Top: Vicuña ancestor of the Llama; Bottom: Deer. These look similar, and probably led to the Spanish calling the Vicuña a deer

    "The resemblance," says Prescott, "of the different species to those in the Old World, with which no one of them, however, was identical, led to a perpetual confusion in the nomenclature of the Spaniards, as it has since done in that of better instructed naturalists." And yet, the Spaniards had one advantage. When they arrived on the scene, all the animals had names, and they could learn these of the Indians, as they, of course, did, when they were able to make themselves understood.
    This is not an accurate statement, since the Inca did not know these animals by the names used in the Book of Mormon. But it is where the current animal classification name (vicuña) came from, which was the Inca Quechua name (wikuna); guanaco (Quechua name wanaku); llama (Quechua: llama); and the alpaca (Aymara: allpaqa).
    However, Garcilasso Inca de la Vega wrote: "There are other animals in the Antis, which are like cows. They are the size of a very small cow, and have no horns."
Top: Cow; Bottom: Tapir. The tapir has a narrow head with a long snout that looks nothing like a cow, whose head extends upward on a neck, while the tapir does not, and the tapir has no large udder (milk sack); a cow weights upwards of about 2000 pounds (small cow 1000 to 1800 pounds), while the average tapir weighs only 550 pounds—not much of a match in anything

     Reynolds and Sjödahl claims that Garcilasso refered to the tapir, which they claim is so much like a cow that when European cattle were introduced into Brazil, the natives called them "tapyra" (Brazil is east of the Andes, no Inca or Nephites were ever in that country). It is an animal about four feet from nose to tail (a cow is 8.5 feet from nose to tail; 5’ rump height, the tapir rump height 3.5 feet), and the Spaniards used to call it gran bestia (great beast).

Dataset excerpts ->
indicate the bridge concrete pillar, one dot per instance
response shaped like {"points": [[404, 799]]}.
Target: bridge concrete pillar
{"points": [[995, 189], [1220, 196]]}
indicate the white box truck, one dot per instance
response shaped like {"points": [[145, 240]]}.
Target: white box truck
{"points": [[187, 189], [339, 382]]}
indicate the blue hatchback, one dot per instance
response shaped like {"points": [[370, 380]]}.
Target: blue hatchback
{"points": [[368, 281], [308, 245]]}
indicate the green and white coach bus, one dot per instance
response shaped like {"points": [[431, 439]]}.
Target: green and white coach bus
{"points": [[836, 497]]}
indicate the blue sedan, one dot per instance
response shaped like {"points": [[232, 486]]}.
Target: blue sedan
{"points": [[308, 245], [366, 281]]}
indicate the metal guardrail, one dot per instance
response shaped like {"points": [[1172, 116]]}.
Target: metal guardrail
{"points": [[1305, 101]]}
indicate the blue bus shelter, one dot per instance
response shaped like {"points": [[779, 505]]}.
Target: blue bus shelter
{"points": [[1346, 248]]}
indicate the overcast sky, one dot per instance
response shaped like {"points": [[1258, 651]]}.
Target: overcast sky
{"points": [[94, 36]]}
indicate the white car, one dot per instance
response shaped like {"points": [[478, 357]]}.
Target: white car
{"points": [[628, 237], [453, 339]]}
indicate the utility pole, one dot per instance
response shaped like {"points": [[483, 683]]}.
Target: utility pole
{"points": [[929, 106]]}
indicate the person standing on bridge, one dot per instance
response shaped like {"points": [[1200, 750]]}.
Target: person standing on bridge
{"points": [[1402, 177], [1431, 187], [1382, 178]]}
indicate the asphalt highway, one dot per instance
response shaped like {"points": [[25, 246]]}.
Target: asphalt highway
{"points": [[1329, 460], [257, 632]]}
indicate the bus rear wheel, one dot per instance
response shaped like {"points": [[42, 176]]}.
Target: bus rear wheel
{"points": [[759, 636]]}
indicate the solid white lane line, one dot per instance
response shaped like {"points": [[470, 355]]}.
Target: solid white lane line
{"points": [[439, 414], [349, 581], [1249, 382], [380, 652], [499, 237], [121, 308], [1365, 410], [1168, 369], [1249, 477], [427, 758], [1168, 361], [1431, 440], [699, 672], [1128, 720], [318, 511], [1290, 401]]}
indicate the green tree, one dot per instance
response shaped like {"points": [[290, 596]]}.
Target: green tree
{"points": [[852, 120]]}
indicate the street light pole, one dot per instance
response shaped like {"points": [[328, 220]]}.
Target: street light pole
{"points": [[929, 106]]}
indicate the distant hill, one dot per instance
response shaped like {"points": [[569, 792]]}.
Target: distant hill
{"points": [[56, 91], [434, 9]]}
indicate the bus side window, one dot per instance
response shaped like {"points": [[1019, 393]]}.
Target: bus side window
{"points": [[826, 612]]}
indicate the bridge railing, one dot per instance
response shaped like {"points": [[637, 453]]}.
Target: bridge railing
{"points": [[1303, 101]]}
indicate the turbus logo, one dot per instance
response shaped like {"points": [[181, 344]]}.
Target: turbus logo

Problem set ->
- 1) Retype the passage about the vicuña and the tapir from "Top: Vicuña ancestor" to "make themselves understood.".
- 2) Continue the passage about the vicuña and the tapir, starting right after its final sentence.
The items come from a separate source unrelated to the passage about the vicuña and the tapir.

Set of answers ->
- 1)
Top: Vicuña ancestor of the Llama; Bottom: Deer. These look similar, and probably led to the Spanish calling the Vicuña a deer

    "The resemblance," says Prescott, "of the different species to those in the Old World, with which no one of them, however, was identical, led to a perpetual confusion in the nomenclature of the Spaniards, as it has since done in that of better instructed naturalists." And yet, the Spaniards had one advantage. When they arrived on the scene, all the animals had names, and they could learn these of the Indians, as they, of course, did, when they were able to make themselves understood.

- 2)
The Tapir did not exist west of the Andes area as shown above (dark red=extinct; dark yellow=extant; light yellow=probably extant)
 
    Garcilasso also said of these Peruvian animals: “The male huanacu [guanaco] is always on the watch on some high hill, while the females browse in the low ground, and when he sees any man, he gives a neigh like that of a horse, to warn the others. The vicuna stands higher than the highest goat. They are swift, and a greyhound cannot come near them."
    No suggestion of some other type of animal. The Spanish recognized that these animals were unlike any other they had ever seen or knew about and took their name from the native Quechua word for them.